• Set exercise: Copy the material from its start through the line containing "[(73, 20), (69, 20), (68, 22), (68, 24), (73, 24)]", requests included, moving every x and y coordinate in the answers by -118. Give only that stretch.

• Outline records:
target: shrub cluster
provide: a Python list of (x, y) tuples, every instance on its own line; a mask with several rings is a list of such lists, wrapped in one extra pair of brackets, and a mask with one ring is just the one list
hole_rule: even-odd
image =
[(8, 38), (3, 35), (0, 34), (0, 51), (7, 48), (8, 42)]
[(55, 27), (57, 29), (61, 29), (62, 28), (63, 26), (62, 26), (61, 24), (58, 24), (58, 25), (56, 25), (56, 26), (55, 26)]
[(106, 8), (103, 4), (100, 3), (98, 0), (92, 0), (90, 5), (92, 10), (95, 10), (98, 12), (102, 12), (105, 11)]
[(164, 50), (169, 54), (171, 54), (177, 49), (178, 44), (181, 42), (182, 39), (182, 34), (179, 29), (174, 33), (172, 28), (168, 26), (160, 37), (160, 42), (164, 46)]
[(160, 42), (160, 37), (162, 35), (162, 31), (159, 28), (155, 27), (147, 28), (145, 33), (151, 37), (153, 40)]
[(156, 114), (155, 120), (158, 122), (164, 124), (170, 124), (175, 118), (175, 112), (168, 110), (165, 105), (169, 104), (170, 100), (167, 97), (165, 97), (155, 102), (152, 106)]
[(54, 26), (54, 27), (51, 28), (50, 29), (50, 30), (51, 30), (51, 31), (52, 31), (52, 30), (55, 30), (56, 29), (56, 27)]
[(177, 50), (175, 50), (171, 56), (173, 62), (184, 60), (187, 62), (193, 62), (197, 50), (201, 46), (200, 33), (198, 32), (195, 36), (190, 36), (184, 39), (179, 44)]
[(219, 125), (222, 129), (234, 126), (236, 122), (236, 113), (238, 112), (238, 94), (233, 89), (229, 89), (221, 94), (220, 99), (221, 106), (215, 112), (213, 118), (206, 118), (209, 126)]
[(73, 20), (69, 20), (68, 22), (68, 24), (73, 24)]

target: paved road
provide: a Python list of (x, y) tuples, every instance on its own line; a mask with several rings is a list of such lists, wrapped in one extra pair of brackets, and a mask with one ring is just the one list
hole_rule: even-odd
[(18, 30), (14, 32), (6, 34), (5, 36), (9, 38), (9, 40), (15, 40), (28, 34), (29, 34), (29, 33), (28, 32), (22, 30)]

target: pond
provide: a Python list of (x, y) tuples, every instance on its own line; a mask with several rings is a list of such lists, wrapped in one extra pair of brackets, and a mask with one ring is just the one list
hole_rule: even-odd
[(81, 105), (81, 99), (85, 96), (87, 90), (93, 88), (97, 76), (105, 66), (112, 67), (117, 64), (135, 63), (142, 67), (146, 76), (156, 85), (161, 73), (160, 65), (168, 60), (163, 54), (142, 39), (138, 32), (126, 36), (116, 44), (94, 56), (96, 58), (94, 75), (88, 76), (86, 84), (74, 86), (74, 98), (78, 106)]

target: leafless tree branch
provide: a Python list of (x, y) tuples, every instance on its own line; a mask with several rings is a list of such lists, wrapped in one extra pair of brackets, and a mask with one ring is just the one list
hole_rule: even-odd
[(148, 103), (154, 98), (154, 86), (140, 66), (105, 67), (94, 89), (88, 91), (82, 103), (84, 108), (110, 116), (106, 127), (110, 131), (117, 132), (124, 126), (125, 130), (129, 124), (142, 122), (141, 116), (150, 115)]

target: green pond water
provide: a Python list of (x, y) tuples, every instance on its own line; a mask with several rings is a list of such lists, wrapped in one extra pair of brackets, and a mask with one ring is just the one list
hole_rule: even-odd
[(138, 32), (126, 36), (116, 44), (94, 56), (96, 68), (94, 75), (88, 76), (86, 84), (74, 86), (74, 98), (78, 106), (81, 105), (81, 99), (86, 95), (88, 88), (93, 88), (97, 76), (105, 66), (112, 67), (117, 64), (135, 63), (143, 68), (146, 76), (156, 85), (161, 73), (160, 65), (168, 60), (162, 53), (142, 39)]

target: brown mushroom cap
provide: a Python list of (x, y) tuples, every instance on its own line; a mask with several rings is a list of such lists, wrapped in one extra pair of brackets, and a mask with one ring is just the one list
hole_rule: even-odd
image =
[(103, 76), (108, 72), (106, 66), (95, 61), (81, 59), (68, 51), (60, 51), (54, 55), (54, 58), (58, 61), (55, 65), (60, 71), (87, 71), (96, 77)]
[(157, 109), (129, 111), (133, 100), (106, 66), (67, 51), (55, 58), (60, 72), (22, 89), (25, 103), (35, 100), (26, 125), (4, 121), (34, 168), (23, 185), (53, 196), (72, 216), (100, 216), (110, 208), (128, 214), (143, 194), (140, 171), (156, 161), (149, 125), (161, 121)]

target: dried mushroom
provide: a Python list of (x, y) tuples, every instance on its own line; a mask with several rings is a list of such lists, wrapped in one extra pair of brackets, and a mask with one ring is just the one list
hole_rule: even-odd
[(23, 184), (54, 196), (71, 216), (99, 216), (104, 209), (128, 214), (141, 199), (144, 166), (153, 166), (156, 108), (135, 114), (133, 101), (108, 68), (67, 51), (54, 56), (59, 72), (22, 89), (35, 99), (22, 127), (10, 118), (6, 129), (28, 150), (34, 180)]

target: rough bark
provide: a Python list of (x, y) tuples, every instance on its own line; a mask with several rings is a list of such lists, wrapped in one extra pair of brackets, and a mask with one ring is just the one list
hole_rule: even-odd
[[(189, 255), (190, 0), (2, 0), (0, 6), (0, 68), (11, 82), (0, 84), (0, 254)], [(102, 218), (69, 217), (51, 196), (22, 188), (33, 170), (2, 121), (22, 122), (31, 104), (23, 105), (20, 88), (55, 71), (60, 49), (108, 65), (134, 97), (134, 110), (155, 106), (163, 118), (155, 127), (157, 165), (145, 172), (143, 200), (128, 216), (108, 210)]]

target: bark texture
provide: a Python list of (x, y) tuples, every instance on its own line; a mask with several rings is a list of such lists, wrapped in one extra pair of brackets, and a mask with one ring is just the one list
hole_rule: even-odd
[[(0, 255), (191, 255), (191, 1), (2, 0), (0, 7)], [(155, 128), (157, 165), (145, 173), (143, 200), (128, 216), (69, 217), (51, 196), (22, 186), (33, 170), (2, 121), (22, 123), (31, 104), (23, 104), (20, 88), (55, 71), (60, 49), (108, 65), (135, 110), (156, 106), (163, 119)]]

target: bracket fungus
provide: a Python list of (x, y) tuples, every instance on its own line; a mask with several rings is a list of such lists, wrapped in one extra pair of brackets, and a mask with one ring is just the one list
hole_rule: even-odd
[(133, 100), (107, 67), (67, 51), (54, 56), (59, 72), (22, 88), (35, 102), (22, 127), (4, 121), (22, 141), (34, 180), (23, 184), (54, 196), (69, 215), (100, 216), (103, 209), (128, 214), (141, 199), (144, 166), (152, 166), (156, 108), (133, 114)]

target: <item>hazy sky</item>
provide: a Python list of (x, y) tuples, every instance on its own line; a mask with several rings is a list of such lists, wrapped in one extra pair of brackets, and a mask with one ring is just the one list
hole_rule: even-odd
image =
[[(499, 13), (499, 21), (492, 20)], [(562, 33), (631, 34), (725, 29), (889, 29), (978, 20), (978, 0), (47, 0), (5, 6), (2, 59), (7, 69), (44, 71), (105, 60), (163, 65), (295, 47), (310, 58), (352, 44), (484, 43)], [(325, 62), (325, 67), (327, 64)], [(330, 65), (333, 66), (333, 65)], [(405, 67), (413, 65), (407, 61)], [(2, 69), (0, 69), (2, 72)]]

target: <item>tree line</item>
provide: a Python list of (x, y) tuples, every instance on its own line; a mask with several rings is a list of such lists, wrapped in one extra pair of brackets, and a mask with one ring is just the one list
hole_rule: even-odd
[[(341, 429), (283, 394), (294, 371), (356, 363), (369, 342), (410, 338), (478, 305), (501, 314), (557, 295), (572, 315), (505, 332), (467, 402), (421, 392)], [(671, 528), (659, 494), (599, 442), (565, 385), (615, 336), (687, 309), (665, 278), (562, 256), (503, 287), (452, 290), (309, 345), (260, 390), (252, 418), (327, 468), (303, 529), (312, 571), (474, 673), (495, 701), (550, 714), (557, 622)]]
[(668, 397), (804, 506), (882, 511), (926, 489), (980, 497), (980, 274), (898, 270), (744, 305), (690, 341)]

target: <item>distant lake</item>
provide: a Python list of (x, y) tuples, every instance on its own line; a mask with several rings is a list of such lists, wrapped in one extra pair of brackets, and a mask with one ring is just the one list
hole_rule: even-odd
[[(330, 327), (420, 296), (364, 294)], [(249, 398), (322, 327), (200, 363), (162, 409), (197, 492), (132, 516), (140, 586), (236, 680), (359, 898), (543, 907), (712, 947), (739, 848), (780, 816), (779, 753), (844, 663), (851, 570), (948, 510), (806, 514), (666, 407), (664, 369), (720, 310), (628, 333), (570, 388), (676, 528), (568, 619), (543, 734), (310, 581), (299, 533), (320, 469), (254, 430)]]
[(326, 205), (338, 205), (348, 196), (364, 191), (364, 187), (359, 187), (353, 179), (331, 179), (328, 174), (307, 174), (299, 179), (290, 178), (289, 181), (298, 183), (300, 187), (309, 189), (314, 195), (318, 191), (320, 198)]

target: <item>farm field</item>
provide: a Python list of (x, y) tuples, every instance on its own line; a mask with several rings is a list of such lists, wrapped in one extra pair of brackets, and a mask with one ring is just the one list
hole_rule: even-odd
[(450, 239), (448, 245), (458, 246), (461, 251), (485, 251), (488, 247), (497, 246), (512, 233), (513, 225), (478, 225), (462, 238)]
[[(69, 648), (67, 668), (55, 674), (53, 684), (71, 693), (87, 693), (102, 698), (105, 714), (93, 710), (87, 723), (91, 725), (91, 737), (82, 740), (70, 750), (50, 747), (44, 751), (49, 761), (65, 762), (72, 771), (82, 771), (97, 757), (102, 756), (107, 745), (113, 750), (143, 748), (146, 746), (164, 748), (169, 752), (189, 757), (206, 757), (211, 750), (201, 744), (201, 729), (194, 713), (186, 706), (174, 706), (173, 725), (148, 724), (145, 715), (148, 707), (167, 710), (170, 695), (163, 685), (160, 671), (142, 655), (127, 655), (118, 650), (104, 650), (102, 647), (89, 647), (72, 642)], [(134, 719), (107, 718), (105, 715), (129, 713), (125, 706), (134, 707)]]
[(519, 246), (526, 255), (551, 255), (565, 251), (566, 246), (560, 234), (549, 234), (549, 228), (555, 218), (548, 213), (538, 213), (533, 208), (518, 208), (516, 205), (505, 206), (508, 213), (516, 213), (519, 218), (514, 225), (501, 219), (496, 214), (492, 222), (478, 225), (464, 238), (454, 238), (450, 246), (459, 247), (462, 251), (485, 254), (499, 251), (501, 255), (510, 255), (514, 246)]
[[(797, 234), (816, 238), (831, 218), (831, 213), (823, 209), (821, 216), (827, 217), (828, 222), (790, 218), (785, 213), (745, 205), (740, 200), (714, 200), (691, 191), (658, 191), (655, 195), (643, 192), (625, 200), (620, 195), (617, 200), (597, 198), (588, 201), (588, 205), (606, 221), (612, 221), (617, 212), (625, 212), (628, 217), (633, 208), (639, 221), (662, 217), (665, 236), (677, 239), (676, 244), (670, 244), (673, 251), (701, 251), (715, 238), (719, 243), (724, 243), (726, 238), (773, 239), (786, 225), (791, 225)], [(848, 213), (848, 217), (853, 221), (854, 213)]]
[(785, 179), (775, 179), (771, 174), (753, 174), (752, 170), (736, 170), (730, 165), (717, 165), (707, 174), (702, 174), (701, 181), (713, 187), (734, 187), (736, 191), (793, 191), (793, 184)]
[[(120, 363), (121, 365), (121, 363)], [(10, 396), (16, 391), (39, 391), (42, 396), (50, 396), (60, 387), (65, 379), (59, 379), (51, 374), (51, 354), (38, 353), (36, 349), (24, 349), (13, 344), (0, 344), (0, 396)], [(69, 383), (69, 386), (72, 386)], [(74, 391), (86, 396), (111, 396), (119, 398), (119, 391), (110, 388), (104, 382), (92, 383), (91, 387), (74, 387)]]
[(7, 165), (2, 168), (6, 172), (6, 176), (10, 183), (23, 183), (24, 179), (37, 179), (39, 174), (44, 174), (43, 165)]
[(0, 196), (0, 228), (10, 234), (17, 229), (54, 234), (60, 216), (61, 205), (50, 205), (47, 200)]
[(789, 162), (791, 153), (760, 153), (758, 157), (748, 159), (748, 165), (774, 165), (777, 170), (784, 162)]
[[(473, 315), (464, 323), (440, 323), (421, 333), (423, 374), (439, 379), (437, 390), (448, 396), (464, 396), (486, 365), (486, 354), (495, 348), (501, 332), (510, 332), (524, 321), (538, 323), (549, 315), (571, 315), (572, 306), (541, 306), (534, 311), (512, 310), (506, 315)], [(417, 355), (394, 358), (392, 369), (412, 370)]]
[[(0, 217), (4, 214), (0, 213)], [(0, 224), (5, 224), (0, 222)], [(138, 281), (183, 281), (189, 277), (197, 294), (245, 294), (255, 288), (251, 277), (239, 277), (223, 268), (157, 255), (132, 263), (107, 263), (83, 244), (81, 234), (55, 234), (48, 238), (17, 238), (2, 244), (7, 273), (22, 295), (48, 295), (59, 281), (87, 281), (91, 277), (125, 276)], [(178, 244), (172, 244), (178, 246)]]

• Answer to the task:
target: shrub cluster
provide: a Python list of (x, y) tuples, every instance on its own line; a mask with several rings is a list of such lists, wrapped in one extra pair of brackets, and a mask with one ring is just the one list
hole_rule: even-odd
image =
[(-110, -80), (-115, -83), (-118, -84), (-118, -67), (-111, -70), (-110, -76)]
[(-63, -91), (-61, -89), (-57, -89), (-56, -90), (-55, -92), (-56, -92), (-57, -94), (-60, -94), (-60, -93), (-62, -93), (-62, -92), (-63, -92)]
[(-12, -110), (-15, -114), (-18, -115), (-20, -118), (-26, -118), (-28, -113), (-26, -108), (-23, -108), (-20, -106), (-16, -106), (-13, -107)]
[(46, -68), (51, -64), (53, -64), (59, -69), (60, -74), (63, -76), (64, -79), (64, -84), (61, -89), (56, -85), (54, -90), (50, -92), (42, -81), (42, -76), (46, -72)]
[(42, -76), (42, -81), (44, -83), (44, -87), (41, -90), (37, -91), (29, -90), (27, -85), (33, -81), (35, -78)]
[(38, -4), (37, 2), (40, 4), (46, 6), (52, 6), (57, 0), (57, -6), (50, -8), (47, -13), (51, -14), (52, -18), (49, -21), (47, -21), (37, -16), (34, -12)]
[(-64, -92), (-64, -91), (-67, -90), (-68, -89), (-68, -88), (-67, -88), (-67, -87), (-66, -87), (-66, -88), (-63, -88), (-62, -89), (-62, -91)]
[(59, -68), (57, -68), (53, -62), (55, -56), (66, -58), (69, -56), (75, -56), (79, -68), (83, -72), (82, -85), (80, -86), (77, -82), (72, -82), (66, -79), (61, -74)]
[(101, 7), (104, 11), (116, 8), (118, 4), (118, -5), (120, -6), (120, -24), (115, -29), (111, -29), (103, -24), (102, -19), (103, -12), (97, -6), (95, 0), (88, 0), (91, 8)]
[(-45, -98), (-49, -98), (-50, -96), (-50, -94), (-45, -94)]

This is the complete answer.